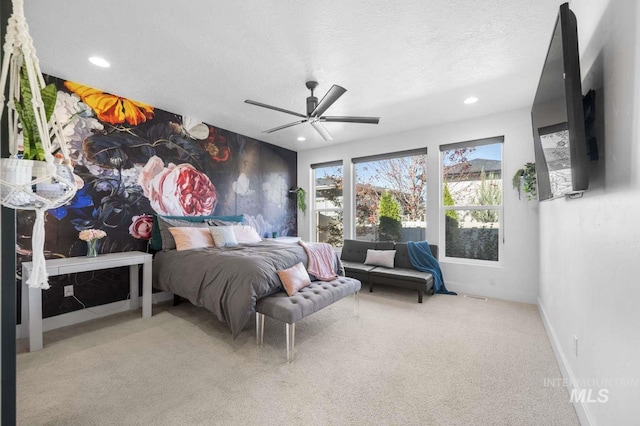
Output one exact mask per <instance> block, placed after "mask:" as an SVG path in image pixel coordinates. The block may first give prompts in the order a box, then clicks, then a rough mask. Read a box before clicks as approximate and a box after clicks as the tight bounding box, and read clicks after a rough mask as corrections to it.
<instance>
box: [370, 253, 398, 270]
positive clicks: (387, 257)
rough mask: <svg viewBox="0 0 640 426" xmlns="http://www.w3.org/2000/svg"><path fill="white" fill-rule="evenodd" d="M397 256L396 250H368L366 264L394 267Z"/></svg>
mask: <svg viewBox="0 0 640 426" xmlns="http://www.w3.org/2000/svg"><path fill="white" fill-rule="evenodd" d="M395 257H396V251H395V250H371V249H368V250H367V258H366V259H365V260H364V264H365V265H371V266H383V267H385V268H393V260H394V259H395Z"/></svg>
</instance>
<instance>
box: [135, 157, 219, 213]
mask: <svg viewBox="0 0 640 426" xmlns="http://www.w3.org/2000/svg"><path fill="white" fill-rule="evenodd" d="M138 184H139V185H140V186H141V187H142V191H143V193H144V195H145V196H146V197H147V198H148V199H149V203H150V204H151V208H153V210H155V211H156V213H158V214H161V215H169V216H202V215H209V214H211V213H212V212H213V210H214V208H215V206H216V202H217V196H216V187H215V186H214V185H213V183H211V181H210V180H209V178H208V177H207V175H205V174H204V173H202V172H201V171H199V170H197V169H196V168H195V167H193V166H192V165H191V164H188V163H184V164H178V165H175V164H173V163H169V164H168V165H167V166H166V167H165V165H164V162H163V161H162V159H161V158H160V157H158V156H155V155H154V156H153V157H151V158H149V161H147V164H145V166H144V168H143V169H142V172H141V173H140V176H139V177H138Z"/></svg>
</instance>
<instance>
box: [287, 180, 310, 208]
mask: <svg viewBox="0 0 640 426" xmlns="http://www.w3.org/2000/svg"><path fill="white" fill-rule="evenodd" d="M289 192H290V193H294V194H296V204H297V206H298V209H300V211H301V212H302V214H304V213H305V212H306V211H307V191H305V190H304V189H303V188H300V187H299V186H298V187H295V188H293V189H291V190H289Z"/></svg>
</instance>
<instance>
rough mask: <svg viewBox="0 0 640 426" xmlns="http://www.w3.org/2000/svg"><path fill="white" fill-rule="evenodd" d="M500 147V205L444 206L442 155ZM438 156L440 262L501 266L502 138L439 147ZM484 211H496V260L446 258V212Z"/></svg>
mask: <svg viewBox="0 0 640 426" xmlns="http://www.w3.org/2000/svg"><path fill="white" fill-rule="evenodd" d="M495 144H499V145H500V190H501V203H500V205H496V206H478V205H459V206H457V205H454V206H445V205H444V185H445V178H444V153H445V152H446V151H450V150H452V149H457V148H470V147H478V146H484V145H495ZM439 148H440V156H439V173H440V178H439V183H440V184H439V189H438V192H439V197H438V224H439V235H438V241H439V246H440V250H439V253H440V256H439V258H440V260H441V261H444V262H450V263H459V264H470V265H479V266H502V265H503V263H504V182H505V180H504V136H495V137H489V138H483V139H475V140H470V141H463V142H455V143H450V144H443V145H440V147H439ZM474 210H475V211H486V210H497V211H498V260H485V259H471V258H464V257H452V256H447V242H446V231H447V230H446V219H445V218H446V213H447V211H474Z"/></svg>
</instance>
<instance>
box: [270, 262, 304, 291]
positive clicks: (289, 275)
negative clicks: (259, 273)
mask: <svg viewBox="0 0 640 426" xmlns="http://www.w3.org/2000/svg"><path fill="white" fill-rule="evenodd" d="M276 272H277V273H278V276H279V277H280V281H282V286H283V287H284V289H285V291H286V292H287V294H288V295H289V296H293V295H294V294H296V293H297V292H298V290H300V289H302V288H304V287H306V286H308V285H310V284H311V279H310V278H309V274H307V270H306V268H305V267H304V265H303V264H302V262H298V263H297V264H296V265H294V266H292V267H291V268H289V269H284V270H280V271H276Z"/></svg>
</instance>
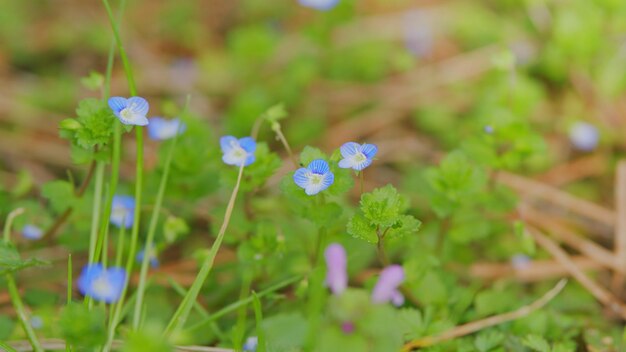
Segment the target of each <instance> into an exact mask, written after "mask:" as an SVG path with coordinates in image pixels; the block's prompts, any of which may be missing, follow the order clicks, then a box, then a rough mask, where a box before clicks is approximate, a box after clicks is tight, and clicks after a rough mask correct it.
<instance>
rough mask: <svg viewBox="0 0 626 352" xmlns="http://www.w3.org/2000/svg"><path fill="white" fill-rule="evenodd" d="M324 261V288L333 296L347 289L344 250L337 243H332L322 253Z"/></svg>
****************
* [Instructions to follow] From the entries, copy out each line containing the word "positive".

* [Problem solution]
positive clicks: (387, 257)
positive clicks: (289, 275)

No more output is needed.